*WHAT IS BEING ASKED*. The answer must be an exact copy of every record below.

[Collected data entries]
::::

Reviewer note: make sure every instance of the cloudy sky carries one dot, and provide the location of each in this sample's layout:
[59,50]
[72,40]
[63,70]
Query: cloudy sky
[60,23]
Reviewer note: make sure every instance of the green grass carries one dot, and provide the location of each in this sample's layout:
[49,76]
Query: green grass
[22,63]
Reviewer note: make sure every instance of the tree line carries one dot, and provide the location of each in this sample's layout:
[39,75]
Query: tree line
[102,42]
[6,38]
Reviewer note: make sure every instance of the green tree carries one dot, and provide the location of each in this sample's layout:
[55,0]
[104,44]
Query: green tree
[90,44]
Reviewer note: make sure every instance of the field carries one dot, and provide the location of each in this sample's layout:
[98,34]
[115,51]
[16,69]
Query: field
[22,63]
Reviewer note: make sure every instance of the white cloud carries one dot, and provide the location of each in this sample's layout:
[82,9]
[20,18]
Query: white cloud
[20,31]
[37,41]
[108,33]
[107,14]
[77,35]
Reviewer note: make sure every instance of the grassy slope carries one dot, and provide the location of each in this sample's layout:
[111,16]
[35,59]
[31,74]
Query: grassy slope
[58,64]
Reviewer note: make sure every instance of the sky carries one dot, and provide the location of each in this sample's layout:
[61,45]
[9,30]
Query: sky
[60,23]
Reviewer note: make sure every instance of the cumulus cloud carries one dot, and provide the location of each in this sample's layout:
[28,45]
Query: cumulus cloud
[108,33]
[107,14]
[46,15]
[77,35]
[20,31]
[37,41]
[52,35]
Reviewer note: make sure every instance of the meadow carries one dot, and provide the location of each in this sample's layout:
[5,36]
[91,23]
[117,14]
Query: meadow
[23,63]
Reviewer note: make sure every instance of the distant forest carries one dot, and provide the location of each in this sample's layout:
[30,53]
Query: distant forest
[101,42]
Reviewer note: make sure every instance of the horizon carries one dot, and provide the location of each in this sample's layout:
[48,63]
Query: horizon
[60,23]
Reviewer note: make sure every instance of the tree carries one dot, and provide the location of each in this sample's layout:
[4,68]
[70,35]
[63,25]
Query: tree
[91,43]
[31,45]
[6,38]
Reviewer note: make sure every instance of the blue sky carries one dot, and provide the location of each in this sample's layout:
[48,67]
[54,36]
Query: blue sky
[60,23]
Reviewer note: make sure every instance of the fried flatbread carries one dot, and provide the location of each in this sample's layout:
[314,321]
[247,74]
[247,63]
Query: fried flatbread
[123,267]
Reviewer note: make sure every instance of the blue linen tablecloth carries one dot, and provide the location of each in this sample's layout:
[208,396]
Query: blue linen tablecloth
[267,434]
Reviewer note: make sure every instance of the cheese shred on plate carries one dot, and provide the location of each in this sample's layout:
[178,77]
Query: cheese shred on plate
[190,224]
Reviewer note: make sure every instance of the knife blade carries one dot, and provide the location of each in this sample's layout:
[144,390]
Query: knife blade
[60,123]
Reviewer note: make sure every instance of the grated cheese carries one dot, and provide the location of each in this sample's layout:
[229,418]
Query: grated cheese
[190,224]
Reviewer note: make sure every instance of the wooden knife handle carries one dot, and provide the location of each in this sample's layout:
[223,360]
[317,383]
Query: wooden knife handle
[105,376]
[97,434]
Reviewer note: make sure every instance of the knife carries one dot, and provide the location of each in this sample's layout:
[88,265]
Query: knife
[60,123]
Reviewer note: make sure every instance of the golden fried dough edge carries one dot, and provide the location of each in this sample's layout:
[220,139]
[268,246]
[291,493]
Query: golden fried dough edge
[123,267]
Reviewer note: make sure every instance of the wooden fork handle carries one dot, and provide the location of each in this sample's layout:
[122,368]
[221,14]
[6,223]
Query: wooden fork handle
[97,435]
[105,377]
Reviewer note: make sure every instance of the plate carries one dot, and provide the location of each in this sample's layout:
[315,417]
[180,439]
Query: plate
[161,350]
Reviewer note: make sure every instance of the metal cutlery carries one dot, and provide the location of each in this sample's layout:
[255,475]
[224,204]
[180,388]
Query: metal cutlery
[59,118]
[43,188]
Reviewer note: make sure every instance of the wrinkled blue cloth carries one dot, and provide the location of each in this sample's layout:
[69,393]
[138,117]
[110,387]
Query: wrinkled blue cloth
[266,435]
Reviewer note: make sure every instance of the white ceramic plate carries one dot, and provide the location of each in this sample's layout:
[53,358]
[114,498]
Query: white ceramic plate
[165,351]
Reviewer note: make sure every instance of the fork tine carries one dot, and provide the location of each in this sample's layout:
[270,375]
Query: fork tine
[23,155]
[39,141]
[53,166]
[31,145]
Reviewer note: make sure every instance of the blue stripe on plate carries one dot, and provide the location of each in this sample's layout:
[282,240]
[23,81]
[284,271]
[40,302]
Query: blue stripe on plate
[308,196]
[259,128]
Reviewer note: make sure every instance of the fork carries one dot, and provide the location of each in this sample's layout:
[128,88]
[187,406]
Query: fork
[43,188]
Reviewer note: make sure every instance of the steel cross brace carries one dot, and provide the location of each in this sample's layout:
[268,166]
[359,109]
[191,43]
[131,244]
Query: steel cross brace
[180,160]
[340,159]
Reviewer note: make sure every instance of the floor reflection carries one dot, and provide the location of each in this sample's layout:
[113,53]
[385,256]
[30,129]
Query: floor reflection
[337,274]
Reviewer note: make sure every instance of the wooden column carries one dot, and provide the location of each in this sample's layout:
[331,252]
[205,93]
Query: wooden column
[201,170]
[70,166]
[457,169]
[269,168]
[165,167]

::::

*THE COMPLETED TASK*.
Reviewer note: make sure every instance of the cloudy sky carries one dot, and provide the location of each in this sample's layout:
[59,50]
[72,40]
[63,70]
Query: cloudy sky
[60,23]
Reviewer note: make sure every instance of the green grass carries one dot, and provide the location of each in this sample's layout:
[49,76]
Query: green grass
[22,63]
Reviewer note: make sure every instance of the tree line carries one dot, and provide the location of each in this sample's layout:
[39,75]
Query: tree line
[102,42]
[6,38]
Reviewer note: make sure every instance of the green tree carries one dot, and provide the location of each in this sample's layout:
[55,0]
[104,44]
Query: green tree
[90,44]
Reviewer note: make sure every instance of the field carries one dot, and provide the location of each in this sample's layout:
[98,34]
[115,51]
[16,69]
Query: field
[22,63]
Reviewer note: make sure every instance of the white cloud carries one dot, and provide the location of each in this sample's layout:
[82,9]
[20,18]
Query: white cloud
[20,31]
[37,41]
[108,33]
[107,14]
[77,35]
Reviewer note: make sure every instance of the grassy slope carries one dot, and provide the location of each in this sample's layout:
[111,16]
[35,59]
[31,74]
Query: grassy slope
[58,64]
Reviewer note: make sure every instance of the sky carries one dot, and provide the location of each in this sample's layout:
[61,45]
[9,30]
Query: sky
[60,23]
Reviewer note: make sure every instance of the cumulus cloud carries one dot, and provide the location of each in this sample's layout:
[28,45]
Query: cumulus cloud
[108,33]
[107,14]
[46,15]
[77,35]
[20,31]
[37,41]
[52,35]
Reviewer note: make sure every instance of the meadow carries one dot, and provide the location of each in this sample's layout:
[5,36]
[91,23]
[117,14]
Query: meadow
[23,63]
Reviewer note: make sure every instance of the distant forest carries one dot, and provide the location of each in this sample's layout:
[30,53]
Query: distant forest
[101,42]
Reviewer note: make sure every instance of the horizon carries one dot, and provide the location of each in this sample's layout:
[48,63]
Query: horizon
[60,23]
Reviewer note: make sure every instance of the tree carries one dot, and provide the location of each in this sample's layout:
[4,68]
[70,35]
[63,25]
Query: tree
[91,43]
[31,45]
[6,38]
Reviewer note: make sure every instance of the blue sky carries one dot, and provide the location of each in this sample's layout:
[48,67]
[54,36]
Query: blue sky
[60,23]
Reviewer note: make sure every instance of the fried flatbread carries one dot, and provide the location of each in this sample's layout:
[314,321]
[247,74]
[247,63]
Query: fried flatbread
[123,267]
Reviewer note: make sure every instance of the blue linen tablecloth carries one dot, and provide the location of each in this sample's layout:
[208,396]
Query: blue linen tablecloth
[267,434]
Reviewer note: make sure every instance of the cheese shred on plate carries one dot, and provide the location of each in this sample's layout:
[178,77]
Query: cheese shred on plate
[190,224]
Reviewer note: make sure every instance of the knife blade carries one dot, and provide the location of each in this sample's layout:
[144,390]
Query: knife blade
[60,123]
Reviewer note: make sure every instance of the grated cheese carries one dot, and provide the location of each in this sample's layout:
[229,418]
Query: grated cheese
[190,224]
Reviewer note: make sure every instance of the wooden knife handle carries one dot, and provide the location of each in this sample's layout:
[223,360]
[317,383]
Query: wooden knife handle
[105,376]
[97,434]
Reviewer note: make sure every instance of the knife carries one dot, and provide the location of each in this sample's layout:
[88,265]
Query: knife
[60,123]
Reviewer note: make sure every instance of the golden fried dough edge carries one dot, and provide the location of each in this sample's layout:
[220,139]
[268,246]
[291,493]
Query: golden fried dough edge
[123,267]
Reviewer note: make sure every instance of the wooden fork handle carries one dot, and provide the location of each in this sample's layout:
[122,368]
[221,14]
[6,223]
Query: wooden fork handle
[97,435]
[105,377]
Reviewer note: make sure every instance of the plate carries one dot, and provide the location of each in this sample's layout:
[315,417]
[180,439]
Query: plate
[161,350]
Reviewer note: make sure every instance of the metal cutlery carries one dot, and provide the location of each in this sample's layout:
[255,475]
[224,204]
[180,388]
Query: metal cutlery
[59,118]
[43,188]
Reviewer note: make sure every instance of the wrinkled blue cloth carries one dot, and provide the location of each in this sample's layout:
[69,393]
[138,117]
[110,387]
Query: wrinkled blue cloth
[266,435]
Reviewer note: make sure every instance of the white ceramic plate carries one dot, and provide the location of each in this sample's layout:
[53,358]
[114,498]
Query: white ceramic plate
[165,351]
Reviewer note: make sure every instance of the fork tine carries one dot, and provide the location of each in this sample's layout:
[270,375]
Query: fork tine
[23,155]
[39,141]
[53,166]
[31,145]
Reviewer note: make sure every instance of the blue stripe on plate carries one dot, and provide the location of each in this sample's layout:
[282,240]
[23,81]
[284,271]
[40,302]
Query: blue stripe on plate
[308,196]
[259,128]
Reviewer note: make sure every instance of the fork carries one dot, and provide the location of each in this sample's layout:
[128,88]
[187,406]
Query: fork
[43,188]
Reviewer note: make sure every instance of the steel cross brace carries one dot, and provide the location of each in this sample's layout:
[268,166]
[359,109]
[191,43]
[131,244]
Query: steel cross brace
[180,160]
[340,159]
Reviewer note: make sure every instance of the floor reflection carries one dot, and provide the location of each in this sample's layout:
[113,53]
[385,256]
[30,129]
Query: floor reflection
[337,274]
Reviewer note: make sure every instance of the wooden column carries one dot, and provide the location of each in this sample's layout:
[331,252]
[205,93]
Query: wooden column
[201,170]
[70,166]
[457,169]
[269,168]
[165,167]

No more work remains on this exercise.